▶ [Reading text]
·····

Through her practice and research, she realized that abuse happens in more than marriages--it happens in gay relationships, between platonic roommates and in teen romances.

The book is just one example of Nelson's ability to find success in anything. Her career is one of those that builds on itself.

Fresh out of UCLA, Nelson went to France, her mother's homeland, to get a doctorate in political sociology at the Sorbonne in Paris. She soon stumbled upon a job as a stage manager at the Lido Cabaret. She returned to Los Angeles with the intention of being an acting coach, but realized she didn't know enough about emotions to truly help clients. So she earned a PhD in clinical psychology at the U.S. International University in San Diego, opened a clinic, broadened her practice and made the videotapes.

"And then somebody sent me a lawyer," she says. The lawyer was brilliant, but incapable of getting his point across to juries.

She grew up in Beverly Hills, the older of two daughters of Suzy and Frank Cross, a homemaker and a life insurance salesman. She talks lovingly of the stories of her parents' courtship and of growing up in the then-sleepy community.

"I was very lucky to have parents who said anything I wanted to do was great with them," she says.

Nelson orders a cup of decaf and then politely poses for a photographer. Sure, lunch took more than four minutes, but she still made her impression. It is of a woman focused, energetic, clearly ambitious, but soft and approachable. Her jury is left persuaded.

·····

▶ [Information given]
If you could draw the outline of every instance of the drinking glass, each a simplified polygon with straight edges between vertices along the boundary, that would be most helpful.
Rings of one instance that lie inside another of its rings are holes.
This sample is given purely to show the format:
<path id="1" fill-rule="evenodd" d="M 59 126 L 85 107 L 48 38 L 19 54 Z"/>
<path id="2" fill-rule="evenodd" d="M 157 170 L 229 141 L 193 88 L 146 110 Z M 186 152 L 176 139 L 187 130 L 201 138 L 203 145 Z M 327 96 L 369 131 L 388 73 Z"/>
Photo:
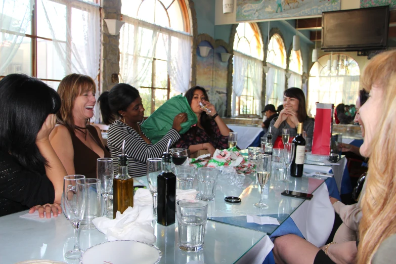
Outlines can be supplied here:
<path id="1" fill-rule="evenodd" d="M 147 159 L 147 182 L 151 195 L 153 196 L 153 208 L 155 215 L 157 215 L 157 178 L 162 170 L 161 164 L 162 160 L 159 158 L 149 158 Z"/>
<path id="2" fill-rule="evenodd" d="M 112 218 L 113 215 L 108 211 L 107 198 L 113 187 L 114 180 L 114 170 L 113 159 L 110 158 L 99 158 L 96 162 L 96 178 L 101 181 L 102 195 L 105 201 L 103 216 Z"/>
<path id="3" fill-rule="evenodd" d="M 262 199 L 262 189 L 270 180 L 271 175 L 271 155 L 259 154 L 256 162 L 256 174 L 258 184 L 260 185 L 260 201 L 253 205 L 255 207 L 267 209 L 268 205 L 264 203 Z"/>
<path id="4" fill-rule="evenodd" d="M 181 148 L 170 149 L 172 162 L 174 165 L 182 165 L 187 159 L 187 150 Z"/>
<path id="5" fill-rule="evenodd" d="M 289 128 L 283 128 L 282 129 L 282 141 L 283 142 L 283 145 L 285 143 L 289 142 L 289 140 L 290 138 L 290 129 Z"/>
<path id="6" fill-rule="evenodd" d="M 65 253 L 67 258 L 78 259 L 84 252 L 80 248 L 79 229 L 85 207 L 85 177 L 69 175 L 63 178 L 63 213 L 74 229 L 74 247 Z"/>
<path id="7" fill-rule="evenodd" d="M 176 202 L 179 248 L 188 252 L 203 249 L 208 203 L 195 199 Z"/>
<path id="8" fill-rule="evenodd" d="M 228 135 L 228 147 L 233 148 L 237 146 L 238 140 L 238 133 L 236 132 L 230 132 Z"/>
<path id="9" fill-rule="evenodd" d="M 285 161 L 287 169 L 285 178 L 282 181 L 285 183 L 291 182 L 289 179 L 289 177 L 290 175 L 290 165 L 291 162 L 293 161 L 293 156 L 294 156 L 294 143 L 285 144 L 285 148 L 283 149 L 283 160 Z"/>
<path id="10" fill-rule="evenodd" d="M 182 165 L 174 167 L 176 175 L 176 188 L 180 190 L 193 189 L 193 182 L 195 178 L 195 168 L 191 166 Z"/>
<path id="11" fill-rule="evenodd" d="M 96 228 L 92 221 L 102 216 L 101 202 L 101 180 L 98 179 L 85 179 L 85 210 L 81 228 L 84 230 Z"/>

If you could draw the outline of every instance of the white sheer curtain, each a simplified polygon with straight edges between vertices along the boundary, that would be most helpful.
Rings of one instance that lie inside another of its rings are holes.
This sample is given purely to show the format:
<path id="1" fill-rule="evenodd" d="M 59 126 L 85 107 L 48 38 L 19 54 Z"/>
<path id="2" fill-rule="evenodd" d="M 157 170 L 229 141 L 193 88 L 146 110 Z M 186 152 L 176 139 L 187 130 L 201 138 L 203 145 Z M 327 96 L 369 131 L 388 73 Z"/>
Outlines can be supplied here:
<path id="1" fill-rule="evenodd" d="M 261 90 L 262 90 L 262 61 L 255 59 L 252 59 L 249 61 L 249 68 L 250 71 L 250 76 L 253 84 L 253 94 L 254 96 L 254 100 L 257 100 L 256 108 L 256 113 L 259 115 L 261 113 Z"/>
<path id="2" fill-rule="evenodd" d="M 28 0 L 0 0 L 0 75 L 12 61 L 30 26 Z"/>

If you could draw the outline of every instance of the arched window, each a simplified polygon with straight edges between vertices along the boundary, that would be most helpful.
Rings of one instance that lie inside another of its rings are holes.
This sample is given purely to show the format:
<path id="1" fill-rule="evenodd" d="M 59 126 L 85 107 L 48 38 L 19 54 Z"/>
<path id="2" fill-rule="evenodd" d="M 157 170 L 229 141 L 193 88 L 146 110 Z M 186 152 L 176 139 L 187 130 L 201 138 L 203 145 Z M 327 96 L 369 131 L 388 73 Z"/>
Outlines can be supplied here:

·····

▶ [Explore the material]
A. From the passage about Nelson, repeat the portion from "She grew up" to "is left persuaded." word for word.
B. In the passage about Nelson, where did she earn her PhD in clinical psychology?

▶ [Responses by item number]
A.
She grew up in Beverly Hills, the older of two daughters of Suzy and Frank Cross, a homemaker and a life insurance salesman. She talks lovingly of the stories of her parents' courtship and of growing up in the then-sleepy community.

"I was very lucky to have parents who said anything I wanted to do was great with them," she says.

Nelson orders a cup of decaf and then politely poses for a photographer. Sure, lunch took more than four minutes, but she still made her impression. It is of a woman focused, energetic, clearly ambitious, but soft and approachable. Her jury is left persuaded.

B. At the U.S. International University in San Diego.